SHORT PROBLEM >> Rewrite every line of the records below as a numbered list, omitting any blank lines.

DATA SECTION >>
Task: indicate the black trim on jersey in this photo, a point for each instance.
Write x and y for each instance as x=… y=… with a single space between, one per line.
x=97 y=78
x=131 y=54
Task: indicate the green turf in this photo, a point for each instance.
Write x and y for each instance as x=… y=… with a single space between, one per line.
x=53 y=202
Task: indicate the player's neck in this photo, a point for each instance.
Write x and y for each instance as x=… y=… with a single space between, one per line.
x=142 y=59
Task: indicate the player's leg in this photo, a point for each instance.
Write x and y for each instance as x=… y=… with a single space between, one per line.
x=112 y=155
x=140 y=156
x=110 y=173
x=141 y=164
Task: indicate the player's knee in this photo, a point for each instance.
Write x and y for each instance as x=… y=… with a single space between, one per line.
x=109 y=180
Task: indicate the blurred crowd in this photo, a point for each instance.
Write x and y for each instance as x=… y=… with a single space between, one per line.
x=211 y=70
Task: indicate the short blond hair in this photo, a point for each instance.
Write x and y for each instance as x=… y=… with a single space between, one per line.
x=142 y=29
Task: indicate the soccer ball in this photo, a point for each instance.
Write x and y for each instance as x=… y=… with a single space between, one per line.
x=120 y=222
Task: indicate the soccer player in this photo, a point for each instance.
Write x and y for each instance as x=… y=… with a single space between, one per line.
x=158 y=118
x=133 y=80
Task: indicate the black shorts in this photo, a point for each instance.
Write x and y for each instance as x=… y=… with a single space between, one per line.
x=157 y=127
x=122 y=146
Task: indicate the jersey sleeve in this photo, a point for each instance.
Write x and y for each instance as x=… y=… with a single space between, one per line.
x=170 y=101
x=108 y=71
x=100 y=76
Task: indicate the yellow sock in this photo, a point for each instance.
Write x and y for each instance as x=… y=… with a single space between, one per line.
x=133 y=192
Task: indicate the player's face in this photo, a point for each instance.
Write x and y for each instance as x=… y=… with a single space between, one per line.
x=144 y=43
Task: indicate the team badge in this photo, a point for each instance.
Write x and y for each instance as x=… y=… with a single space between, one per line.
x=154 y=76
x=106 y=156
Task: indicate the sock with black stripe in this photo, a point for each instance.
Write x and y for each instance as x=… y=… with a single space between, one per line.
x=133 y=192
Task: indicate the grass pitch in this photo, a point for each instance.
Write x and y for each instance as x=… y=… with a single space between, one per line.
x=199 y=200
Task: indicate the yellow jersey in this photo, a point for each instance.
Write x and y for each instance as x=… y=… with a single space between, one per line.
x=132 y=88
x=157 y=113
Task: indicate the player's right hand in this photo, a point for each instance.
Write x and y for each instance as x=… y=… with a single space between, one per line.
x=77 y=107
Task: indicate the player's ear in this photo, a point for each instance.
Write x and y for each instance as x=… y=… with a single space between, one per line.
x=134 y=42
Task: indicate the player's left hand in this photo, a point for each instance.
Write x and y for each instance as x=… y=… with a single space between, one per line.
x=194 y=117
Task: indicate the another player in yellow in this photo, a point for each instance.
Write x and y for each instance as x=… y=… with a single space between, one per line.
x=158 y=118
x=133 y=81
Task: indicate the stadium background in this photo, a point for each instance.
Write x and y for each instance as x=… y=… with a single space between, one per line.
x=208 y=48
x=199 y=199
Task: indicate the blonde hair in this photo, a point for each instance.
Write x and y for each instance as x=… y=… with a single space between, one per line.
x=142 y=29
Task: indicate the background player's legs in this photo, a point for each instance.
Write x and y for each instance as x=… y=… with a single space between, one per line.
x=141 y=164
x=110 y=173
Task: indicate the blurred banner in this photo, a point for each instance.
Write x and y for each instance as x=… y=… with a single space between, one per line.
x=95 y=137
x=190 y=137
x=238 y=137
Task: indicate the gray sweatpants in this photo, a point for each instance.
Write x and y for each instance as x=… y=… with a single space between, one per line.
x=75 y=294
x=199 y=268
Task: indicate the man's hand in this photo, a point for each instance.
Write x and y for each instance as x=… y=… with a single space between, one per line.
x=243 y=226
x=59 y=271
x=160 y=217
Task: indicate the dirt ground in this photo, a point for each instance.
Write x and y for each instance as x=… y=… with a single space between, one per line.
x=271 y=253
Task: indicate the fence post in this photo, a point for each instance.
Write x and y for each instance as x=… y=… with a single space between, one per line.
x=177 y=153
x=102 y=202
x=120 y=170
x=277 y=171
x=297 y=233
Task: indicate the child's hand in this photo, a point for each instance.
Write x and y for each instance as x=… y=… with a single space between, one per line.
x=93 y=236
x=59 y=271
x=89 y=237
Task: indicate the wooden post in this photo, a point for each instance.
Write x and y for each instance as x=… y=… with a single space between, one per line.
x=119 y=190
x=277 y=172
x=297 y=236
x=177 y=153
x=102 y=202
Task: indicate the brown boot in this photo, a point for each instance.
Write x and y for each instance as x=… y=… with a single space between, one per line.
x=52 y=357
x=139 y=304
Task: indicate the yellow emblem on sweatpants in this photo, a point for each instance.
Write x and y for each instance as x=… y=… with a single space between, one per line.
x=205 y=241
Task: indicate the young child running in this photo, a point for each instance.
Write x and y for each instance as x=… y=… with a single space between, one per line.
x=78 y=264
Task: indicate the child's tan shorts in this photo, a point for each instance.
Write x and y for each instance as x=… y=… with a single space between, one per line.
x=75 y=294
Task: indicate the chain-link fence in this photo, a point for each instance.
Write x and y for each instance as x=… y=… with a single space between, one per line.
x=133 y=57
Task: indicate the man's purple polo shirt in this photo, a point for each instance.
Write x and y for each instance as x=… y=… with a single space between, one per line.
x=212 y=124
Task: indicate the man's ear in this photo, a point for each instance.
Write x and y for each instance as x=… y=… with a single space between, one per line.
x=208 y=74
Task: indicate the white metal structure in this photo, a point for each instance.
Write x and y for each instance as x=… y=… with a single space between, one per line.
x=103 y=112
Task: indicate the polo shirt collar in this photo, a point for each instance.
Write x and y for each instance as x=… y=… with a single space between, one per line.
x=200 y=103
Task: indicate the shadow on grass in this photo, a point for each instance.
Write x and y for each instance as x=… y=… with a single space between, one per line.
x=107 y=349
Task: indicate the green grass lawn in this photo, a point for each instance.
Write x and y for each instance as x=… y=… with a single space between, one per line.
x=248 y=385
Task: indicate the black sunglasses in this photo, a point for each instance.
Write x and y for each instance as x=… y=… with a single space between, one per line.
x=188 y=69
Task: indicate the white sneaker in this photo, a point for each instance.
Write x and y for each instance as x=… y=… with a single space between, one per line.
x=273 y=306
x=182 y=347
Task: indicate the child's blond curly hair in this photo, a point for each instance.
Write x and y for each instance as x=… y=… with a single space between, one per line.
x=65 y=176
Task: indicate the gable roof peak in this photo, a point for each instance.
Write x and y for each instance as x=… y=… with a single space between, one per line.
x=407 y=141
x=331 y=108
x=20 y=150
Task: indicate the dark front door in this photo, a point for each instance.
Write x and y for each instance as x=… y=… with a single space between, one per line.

RESULT >>
1. Task: indicate the black trim on jersey in this photo, a point for each instance.
2. Write x and y for each instance as x=… y=… with a single space between, one per line.
3. x=97 y=78
4. x=131 y=54
5. Task: indicate the green turf in this photo, a point for each instance.
6. Write x and y for each instance as x=… y=… with a single space between, one per line.
7. x=53 y=202
8. Task: indicate the player's neck in this photo, a point for each instance.
9. Write x and y for each instance as x=… y=… with a single space between, one per line.
10. x=142 y=59
11. Task: indicate the player's leg in this photo, a point for each instance.
12. Write x and y for each instance as x=… y=… with a single space between, one per line.
13. x=112 y=155
14. x=140 y=156
15. x=110 y=173
16. x=141 y=164
17. Task: indicate the player's knee in this photo, a point for each instance.
18. Write x and y for each instance as x=… y=… with a single space between, one per line.
19. x=109 y=180
20. Task: indicate the blurred crowd in this photo, a point for each instance.
21. Write x and y for each instance as x=… y=… with a single space between, one per line.
22. x=211 y=70
23. Task: indicate the short blond hair in this photo, a point for each instance.
24. Write x and y for each instance as x=… y=… with a single space between, one per line.
25. x=142 y=29
26. Task: indicate the soccer ball in this photo, a point for each instance.
27. Write x and y for each instance as x=… y=… with a single space between, one per line.
28. x=120 y=222
29. Task: indicate the soccer player in this photo, a point for each instance.
30. Write x and y for each instance as x=… y=… with a single space between, one per line.
31. x=158 y=118
32. x=133 y=80
33. Task: indicate the black shorts in this photo, a point for each instance.
34. Write x and y for each instance as x=… y=… with a single space between, one per line.
35. x=157 y=127
36. x=122 y=146
37. Task: indicate the jersey sleeve in this photo, a point for each instance.
38. Write x and y for each instance as x=… y=… with a single space between, one per line.
39. x=170 y=101
40. x=108 y=71
41. x=100 y=76
42. Task: indicate the yellow sock in this photo, a point for each instance.
43. Write x and y for each instance as x=… y=… with a single space between, one per line.
44. x=133 y=192
45. Task: indicate the player's face in this photo, a point for each instance.
46. Write x and y for each instance as x=… y=… with a single space between, one per line.
47. x=144 y=43
48. Task: indicate the team badge in this photo, a point for each instance.
49. Write x and y for each instance as x=… y=… with a single space between, one per line.
50. x=154 y=76
51. x=106 y=156
52. Task: indicate the sock with black stripe in this photo, a point for each instance.
53. Write x and y for each instance as x=… y=… with a single space between, one per line.
54. x=133 y=192
55. Task: indicate the grass pitch in this photo, a point for each instance.
56. Write x and y for each instance as x=… y=… with a single space between, one per line.
57. x=199 y=200
58. Task: indicate the yellow jersey in this photo, a point for each instance.
59. Write x and y for each instance as x=… y=… with a single space between, one per line.
60. x=132 y=88
61. x=157 y=113
62. Task: indicate the player's right hand in this photo, a point for each instance.
63. Write x and y for each instance as x=… y=… with a single space between, one per line.
64. x=77 y=107
65. Task: indicate the player's ear in this photo, a point for each instance.
66. Write x and y for each instance as x=… y=… with a single space between, one per line.
67. x=134 y=42
68. Task: indicate the player's left hand in this photo, a point for each instance.
69. Write x and y for each instance as x=… y=… with a single space between, one per line.
70. x=194 y=117
71. Task: indicate the another player in yellow in this photo, a point for each instance.
72. Write x and y for each instance as x=… y=… with a single space between, one per line.
73. x=158 y=118
74. x=133 y=81
75. Task: indicate the stadium background in this photo, a point for each instance.
76. Write x and y for each instance as x=… y=… with a single space between, one per line.
77. x=208 y=48
78. x=199 y=199
79. Task: indicate the blonde hair in this photo, a point for each instance.
80. Write x and y for each instance as x=… y=… with a single space between, one per line.
81. x=142 y=29
82. Task: indicate the background player's legs in this photo, a point for each instance.
83. Write x and y for each instance as x=… y=… with a single space between, one per line.
84. x=141 y=164
85. x=110 y=173
86. Task: indicate the blurred banner in this photo, a point for each instance.
87. Write x and y for each instance as x=… y=… with a single space between, one per line.
88. x=95 y=137
89. x=190 y=137
90. x=238 y=137
91. Task: indicate the gray sweatpants in this photo, a point for each instance.
92. Write x and y for each instance as x=… y=… with a single space between, one per line.
93. x=75 y=294
94. x=199 y=268
95. Task: indicate the man's hand in this photo, a point for each instance.
96. Write x and y for each instance as x=… y=… with a single space between, one per line.
97. x=243 y=226
98. x=59 y=271
99. x=160 y=217
100. Task: indicate the dirt ground in this photo, a point for each instance.
101. Write x and y for each instance as x=… y=… with a single space between, one per line.
102. x=271 y=253
103. Task: indicate the fence post in this photo, a point for each instance.
104. Write x and y for each instance as x=… y=… with a single space between, one per line.
105. x=177 y=153
106. x=102 y=202
107. x=120 y=170
108. x=277 y=171
109. x=297 y=233
110. Task: indicate the child's hand in this photo, a point for each instance.
111. Write x and y for each instance as x=… y=… with a single space between, one per line.
112. x=93 y=236
113. x=59 y=271
114. x=89 y=237
115. Task: indicate the wooden post in this photo, a point for each instance.
116. Write x and y for each instance as x=… y=… with a single space between, one per line.
117. x=119 y=190
118. x=277 y=172
119. x=297 y=236
120. x=177 y=153
121. x=102 y=202
122. Task: indicate the brown boot in this photo, a point for each instance.
123. Write x and y for each instance as x=… y=… with a single space between, one per line.
124. x=52 y=357
125. x=139 y=304
126. Task: indicate the yellow emblem on sweatpants in this photo, a point for each instance.
127. Write x and y for each instance as x=… y=… with a single space between, one per line.
128. x=205 y=241
129. Task: indicate the young child running in this photo, a point for each instance.
130. Write x and y for each instance as x=… y=… with a single space between, one per line.
131. x=78 y=264
132. Task: indicate the child's tan shorts in this photo, a point for each instance.
133. Write x and y for each instance as x=… y=… with a single space between, one per line.
134. x=75 y=294
135. Task: indicate the chain-link fence in this photo, a point for each instance.
136. Write x and y for each instance as x=… y=… with a single space between, one per line.
137. x=133 y=57
138. Task: indicate the man's purple polo shirt in this photo, a point for each instance.
139. Write x and y for each instance as x=… y=… with a single space between, one per line.
140. x=212 y=124
141. Task: indicate the man's ear in this photo, a point for each instance.
142. Write x and y for each instance as x=… y=… with a single space between, one per line.
143. x=208 y=74
144. Task: indicate the white metal structure in this photo, a point for each instance.
145. Write x and y for each instance as x=… y=… with a single space between, one per line.
146. x=103 y=112
147. Task: indicate the polo shirt collar in this photo, a point for each instance.
148. Write x and y for each instance as x=… y=… with a single space between, one per line.
149. x=200 y=103
150. Task: indicate the shadow on grass in this photo, a point for each instance.
151. Write x and y for each instance as x=… y=… with a single space between, one per line.
152. x=107 y=349
153. Task: indicate the green grass lawn in this photo, a point for each instance.
154. Write x and y for each instance as x=… y=… with a single space between, one per line.
155. x=248 y=385
156. Task: indicate the black sunglasses in this photo, a point for each instance.
157. Write x and y for each instance as x=… y=… with a single space between, one per line.
158. x=188 y=69
159. Task: indicate the white sneaker in this photo, a point for each instance.
160. Write x and y for each instance as x=… y=… with a single space between, one per line.
161. x=273 y=306
162. x=182 y=347
163. Task: indicate the child's blond curly hair in this photo, a point for each instance.
164. Write x and y for each instance as x=… y=… with a single space between, one per line.
165. x=65 y=176
166. Task: indicate the gable roof peak in this photo, a point for each instance.
167. Write x and y for each instance as x=… y=… with a single space between, one per line.
168. x=407 y=141
169. x=331 y=108
170. x=20 y=150
171. Task: indicate the dark front door in this photo, a point for each instance.
172. Write x and y for each instance as x=… y=… with a single space between, one per line.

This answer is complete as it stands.